Stated goal: Copy the records below word for word, all of them, leaving out the pictures.
::::
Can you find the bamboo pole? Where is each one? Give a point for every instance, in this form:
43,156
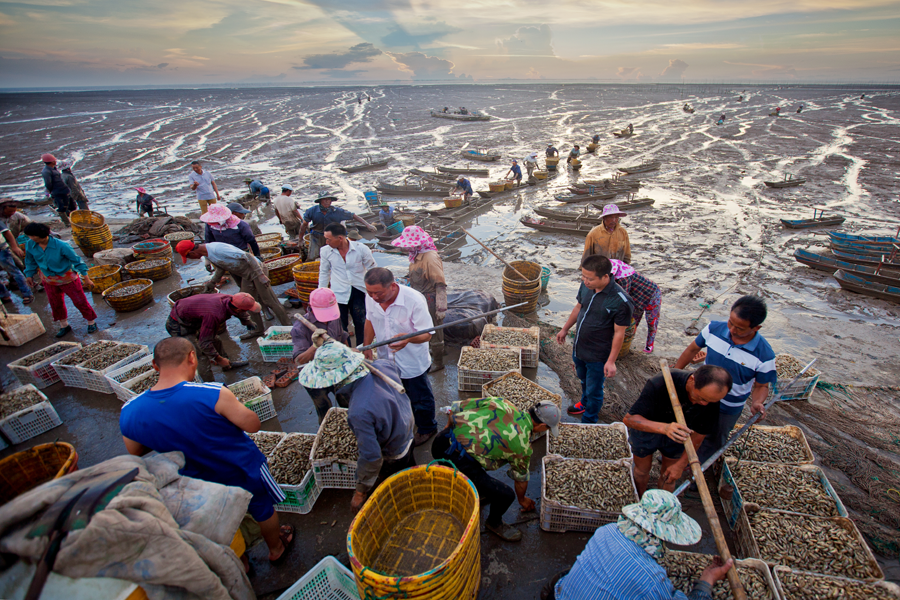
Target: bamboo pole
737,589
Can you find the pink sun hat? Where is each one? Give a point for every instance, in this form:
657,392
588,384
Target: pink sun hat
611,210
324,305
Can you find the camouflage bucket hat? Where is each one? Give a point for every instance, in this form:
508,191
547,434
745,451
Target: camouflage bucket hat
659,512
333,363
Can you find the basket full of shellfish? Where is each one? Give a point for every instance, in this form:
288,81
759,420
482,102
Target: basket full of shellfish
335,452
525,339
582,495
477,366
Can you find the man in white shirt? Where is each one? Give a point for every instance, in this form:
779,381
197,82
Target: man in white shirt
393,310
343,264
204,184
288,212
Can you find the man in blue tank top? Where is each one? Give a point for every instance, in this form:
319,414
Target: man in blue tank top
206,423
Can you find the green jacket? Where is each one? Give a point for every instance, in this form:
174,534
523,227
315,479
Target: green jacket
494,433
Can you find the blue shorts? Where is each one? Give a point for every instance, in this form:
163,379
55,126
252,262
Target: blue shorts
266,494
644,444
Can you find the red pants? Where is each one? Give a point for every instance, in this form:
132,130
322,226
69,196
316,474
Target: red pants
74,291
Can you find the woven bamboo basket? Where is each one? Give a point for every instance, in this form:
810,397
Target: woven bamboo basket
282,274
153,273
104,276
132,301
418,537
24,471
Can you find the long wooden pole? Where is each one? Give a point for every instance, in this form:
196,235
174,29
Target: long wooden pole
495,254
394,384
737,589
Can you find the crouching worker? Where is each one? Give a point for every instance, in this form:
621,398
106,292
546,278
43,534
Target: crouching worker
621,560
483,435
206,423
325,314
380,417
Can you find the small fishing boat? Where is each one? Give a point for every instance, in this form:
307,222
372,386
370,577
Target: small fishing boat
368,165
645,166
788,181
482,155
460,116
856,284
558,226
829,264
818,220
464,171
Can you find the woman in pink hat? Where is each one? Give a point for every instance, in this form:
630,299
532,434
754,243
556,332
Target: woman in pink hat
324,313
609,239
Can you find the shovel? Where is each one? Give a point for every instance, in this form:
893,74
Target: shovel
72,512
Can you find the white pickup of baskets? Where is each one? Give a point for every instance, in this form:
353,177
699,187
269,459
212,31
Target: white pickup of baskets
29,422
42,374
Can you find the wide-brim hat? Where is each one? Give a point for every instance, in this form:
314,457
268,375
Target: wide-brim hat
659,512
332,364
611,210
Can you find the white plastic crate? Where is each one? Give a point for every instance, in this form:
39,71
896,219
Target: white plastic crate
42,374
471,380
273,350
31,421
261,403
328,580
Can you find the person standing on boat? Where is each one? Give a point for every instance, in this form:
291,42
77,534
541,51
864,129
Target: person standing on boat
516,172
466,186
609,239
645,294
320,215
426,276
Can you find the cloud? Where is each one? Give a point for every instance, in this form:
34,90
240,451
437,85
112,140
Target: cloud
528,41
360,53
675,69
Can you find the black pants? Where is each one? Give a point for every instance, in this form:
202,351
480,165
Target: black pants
::::
Solution for this exercise:
Can you find the bamboo pole? Where is each one? Give a point for every instance, in this form:
43,156
Target: bamboo pole
737,589
Can you find the pink sun hat? Where is each one? Give a point for every instance, in this form:
657,392
588,384
Target: pink sun hat
611,210
324,305
Can you find the camouflage bucket hat? Where is each one? Give a point for every instance, in this form:
508,191
547,434
745,451
Target: camouflage bucket hat
659,512
333,363
Can you find the basket full of shellfish? Where is each one? Give a point for every instance, in this form:
288,81
759,420
482,102
Target: basket full of shellfish
335,452
525,339
582,495
477,366
Can you find the man in white shirt? Where is each one? Give a point for every instance, in this form:
779,381
197,82
Target: man in white shirt
393,310
343,264
204,184
288,212
Can you find the man in blue tank top? Where is each one? Give a point for every instance, in this form:
319,414
Target: man in blue tank top
206,423
Can you find the green jacket? Where is each one? Give a point for every instance, in this form:
174,534
523,227
315,479
Target: green jacket
494,433
Can you find the blue shorts? Where is each one? Give a point for every instance, in this form:
163,379
55,126
252,262
Target: blue shorts
266,494
644,444
Can you find the red pants? Where is each one? Give a point for every instance, in this form:
132,130
322,226
69,196
316,474
Target: red pants
74,291
Can you find the woven bamboo basket? Where is each one? Give a point for every instance, in this form:
810,397
Target: woven bamboo basket
282,274
153,273
104,276
132,301
418,537
24,471
Can you find the long wooden pole? Where is each one? Give a point for every instance, in this form:
196,235
174,29
Target: long wooden pole
495,254
394,384
737,589
Can you find the crouching worker? Where is each one? Give a point for every instance, in this form:
621,398
106,292
546,278
43,534
Target: crouching worker
621,560
483,435
206,423
325,314
380,417
Can you find the small fishing boat? Where is each one? Give a point for every instance, in this form:
307,222
372,386
370,577
Target: small fishing boat
368,165
645,166
788,181
482,155
460,116
856,284
558,226
829,264
818,220
464,171
Can you find the woman in pink hat? Where is each one? Give a point for every instance, in this form:
630,299
532,434
754,243
556,332
Target: woman in pink hat
324,313
609,239
Can you find the shovel? Where is each one? Give a point for every instance, in this form:
893,74
Target: shovel
72,512
Can you find the white pickup of baskets? Where is each one? Give a point for every instance, in this form:
353,177
699,187
269,459
212,31
Target: white pickup of baskets
29,422
42,374
Can you find the wide-brim hat? Where is each one? Give a point for every instance, in this form:
314,457
268,375
Target: wide-brim hat
659,512
332,364
611,210
Can you find the white plastic crate? Where is each one? Give a point for every instance, in this form:
39,71
896,219
Target: white plastic crate
42,374
471,380
273,350
31,421
261,403
328,580
Can you find the person standing on boat? Where is each one? Give a point for every instance, in this form:
291,42
77,534
541,51
864,129
Target: person standing on boat
516,172
466,186
609,239
645,294
320,215
426,276
Can you find the cloud? Where is each one? Give a point for every instance, in this form:
34,90
240,451
437,85
112,140
Target: cloud
528,41
360,53
675,69
Can you find the black pants? Where is each one? Give a point for every instance, in this form:
202,351
480,165
Target: black pants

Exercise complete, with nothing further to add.